What the exercise asks: Starting at the line in the material below that contains "Put a dot on each instance of the white" and stopping after the line that contains "column 808, row 95", convert those lines into a JSON list of strings with one string per line. Leave out any blank lines.
[Data for this exercise start]
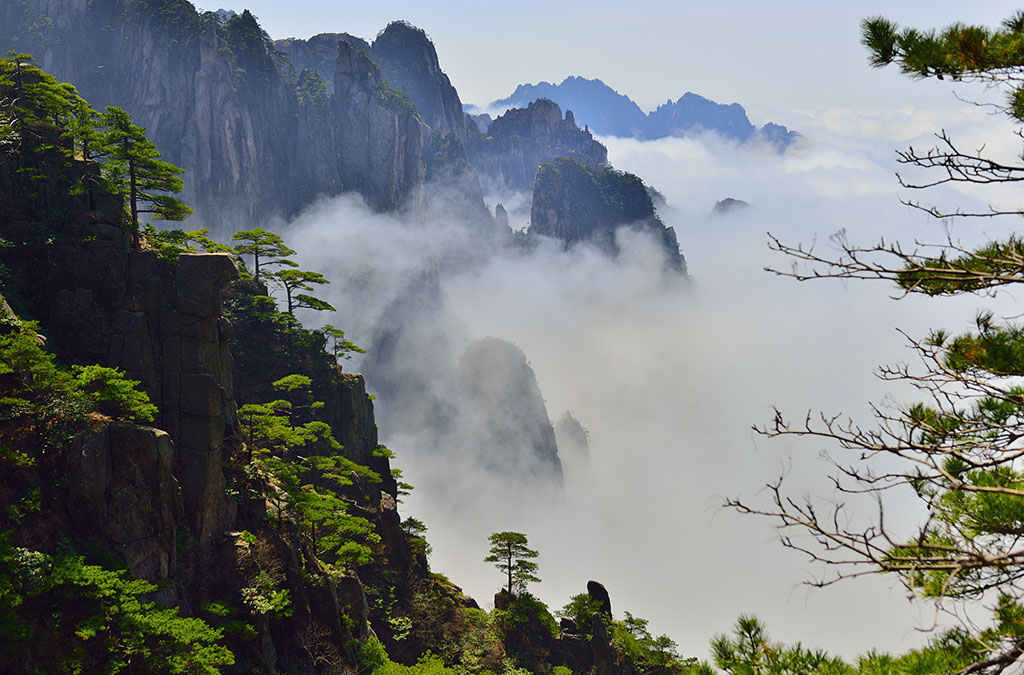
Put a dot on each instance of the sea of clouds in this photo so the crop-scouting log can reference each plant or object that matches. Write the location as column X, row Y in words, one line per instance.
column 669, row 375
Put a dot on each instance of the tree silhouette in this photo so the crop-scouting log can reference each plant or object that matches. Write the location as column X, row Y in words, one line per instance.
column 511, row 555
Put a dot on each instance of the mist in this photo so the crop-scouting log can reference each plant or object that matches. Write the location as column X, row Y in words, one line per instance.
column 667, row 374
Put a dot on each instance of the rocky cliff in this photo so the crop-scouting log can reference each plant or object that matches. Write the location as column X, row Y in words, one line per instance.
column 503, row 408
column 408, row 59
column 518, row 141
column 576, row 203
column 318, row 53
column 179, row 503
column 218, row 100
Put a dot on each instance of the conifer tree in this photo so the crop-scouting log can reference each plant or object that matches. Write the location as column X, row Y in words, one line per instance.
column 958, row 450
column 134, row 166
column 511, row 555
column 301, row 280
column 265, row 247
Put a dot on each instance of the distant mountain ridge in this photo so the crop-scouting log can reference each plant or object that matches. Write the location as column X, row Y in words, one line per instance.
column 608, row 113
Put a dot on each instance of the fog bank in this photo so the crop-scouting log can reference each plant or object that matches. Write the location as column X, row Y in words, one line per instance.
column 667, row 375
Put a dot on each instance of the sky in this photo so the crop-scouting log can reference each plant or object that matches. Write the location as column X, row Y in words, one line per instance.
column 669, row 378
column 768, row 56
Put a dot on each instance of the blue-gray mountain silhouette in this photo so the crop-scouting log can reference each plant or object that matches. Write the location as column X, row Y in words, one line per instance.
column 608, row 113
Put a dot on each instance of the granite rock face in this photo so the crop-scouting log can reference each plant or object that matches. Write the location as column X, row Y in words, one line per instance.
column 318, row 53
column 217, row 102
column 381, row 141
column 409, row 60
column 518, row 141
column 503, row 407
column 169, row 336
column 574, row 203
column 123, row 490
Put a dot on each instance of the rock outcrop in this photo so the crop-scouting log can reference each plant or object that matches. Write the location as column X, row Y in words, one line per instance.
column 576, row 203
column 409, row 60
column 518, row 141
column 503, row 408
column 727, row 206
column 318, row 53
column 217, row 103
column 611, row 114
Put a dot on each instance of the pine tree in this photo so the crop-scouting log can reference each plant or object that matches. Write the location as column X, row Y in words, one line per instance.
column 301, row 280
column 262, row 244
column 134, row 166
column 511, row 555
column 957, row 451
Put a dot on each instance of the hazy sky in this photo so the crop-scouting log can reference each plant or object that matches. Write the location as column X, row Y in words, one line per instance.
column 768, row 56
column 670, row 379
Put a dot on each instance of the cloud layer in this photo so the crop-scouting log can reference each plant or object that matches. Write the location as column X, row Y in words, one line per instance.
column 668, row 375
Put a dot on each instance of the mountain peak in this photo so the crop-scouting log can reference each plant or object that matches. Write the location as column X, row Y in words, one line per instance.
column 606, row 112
[Data for this exercise end]
[Data for this exercise start]
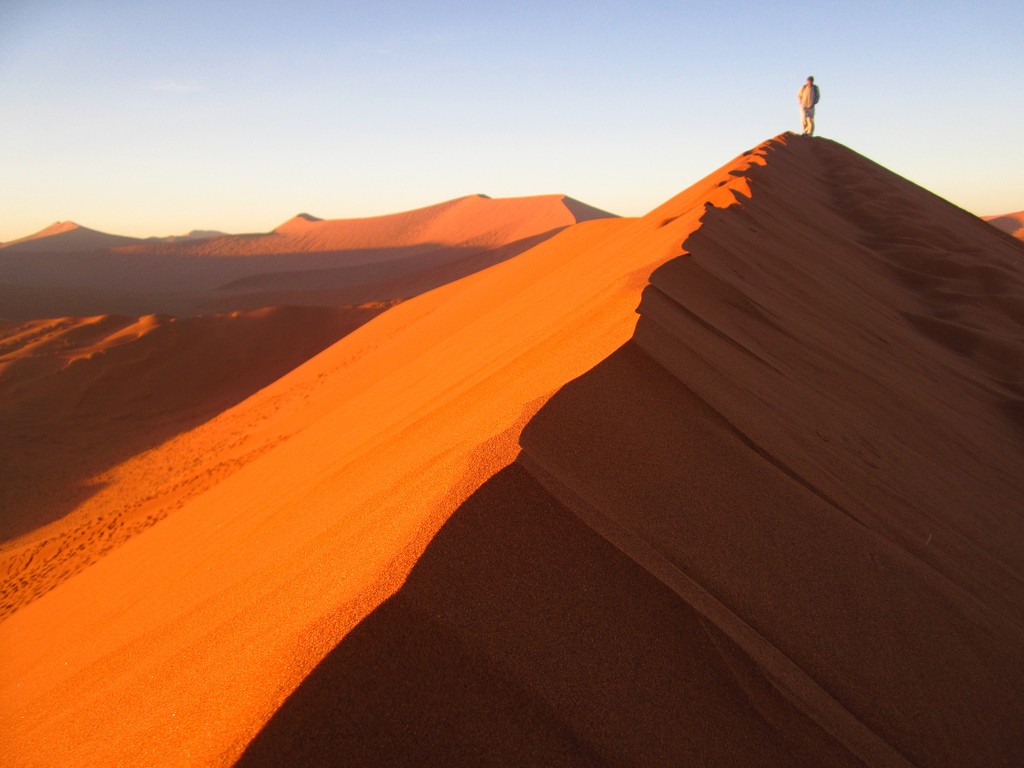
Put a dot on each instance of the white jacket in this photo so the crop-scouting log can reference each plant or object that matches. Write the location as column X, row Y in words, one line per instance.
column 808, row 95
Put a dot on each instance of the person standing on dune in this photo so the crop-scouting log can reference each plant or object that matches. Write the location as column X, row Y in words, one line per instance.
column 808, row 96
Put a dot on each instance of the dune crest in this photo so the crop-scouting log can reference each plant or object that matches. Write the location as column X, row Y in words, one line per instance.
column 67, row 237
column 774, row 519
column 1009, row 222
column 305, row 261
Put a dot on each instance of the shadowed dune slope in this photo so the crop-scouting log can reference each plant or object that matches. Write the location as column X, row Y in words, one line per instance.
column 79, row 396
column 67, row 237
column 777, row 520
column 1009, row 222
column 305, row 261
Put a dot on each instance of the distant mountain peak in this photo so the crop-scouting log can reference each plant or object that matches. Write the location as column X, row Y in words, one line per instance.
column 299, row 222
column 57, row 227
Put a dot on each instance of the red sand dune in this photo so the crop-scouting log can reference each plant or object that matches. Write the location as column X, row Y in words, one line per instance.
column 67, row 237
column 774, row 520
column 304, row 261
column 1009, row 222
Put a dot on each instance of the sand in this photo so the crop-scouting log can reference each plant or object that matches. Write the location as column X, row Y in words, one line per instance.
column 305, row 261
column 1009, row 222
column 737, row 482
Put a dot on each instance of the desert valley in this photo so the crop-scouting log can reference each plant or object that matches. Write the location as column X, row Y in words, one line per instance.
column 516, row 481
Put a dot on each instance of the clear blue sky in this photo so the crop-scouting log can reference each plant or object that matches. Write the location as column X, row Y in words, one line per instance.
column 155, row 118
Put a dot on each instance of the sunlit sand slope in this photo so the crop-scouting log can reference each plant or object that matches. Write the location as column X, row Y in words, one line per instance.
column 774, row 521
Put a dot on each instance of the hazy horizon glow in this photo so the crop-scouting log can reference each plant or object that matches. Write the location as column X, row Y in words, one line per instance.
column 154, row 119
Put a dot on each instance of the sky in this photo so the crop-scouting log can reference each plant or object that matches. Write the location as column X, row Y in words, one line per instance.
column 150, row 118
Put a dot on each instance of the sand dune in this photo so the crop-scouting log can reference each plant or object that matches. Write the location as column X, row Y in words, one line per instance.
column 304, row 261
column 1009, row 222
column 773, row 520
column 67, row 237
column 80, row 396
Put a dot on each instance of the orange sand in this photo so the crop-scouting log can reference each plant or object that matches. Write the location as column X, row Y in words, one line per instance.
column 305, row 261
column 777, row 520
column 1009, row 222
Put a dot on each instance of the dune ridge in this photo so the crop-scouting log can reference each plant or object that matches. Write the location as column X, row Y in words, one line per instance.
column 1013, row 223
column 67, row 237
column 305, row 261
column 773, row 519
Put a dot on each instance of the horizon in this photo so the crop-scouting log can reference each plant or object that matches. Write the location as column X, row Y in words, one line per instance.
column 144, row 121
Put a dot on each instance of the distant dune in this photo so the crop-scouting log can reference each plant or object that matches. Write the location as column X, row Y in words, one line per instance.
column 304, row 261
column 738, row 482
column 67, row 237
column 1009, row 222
[Data for this exercise end]
Task result:
[
  "Put a dot on each instance of the white jacket in this photo so the crop-scouting log can reference each plant or object that matches. Write the location as column X, row Y in words, one line per instance.",
  "column 808, row 95"
]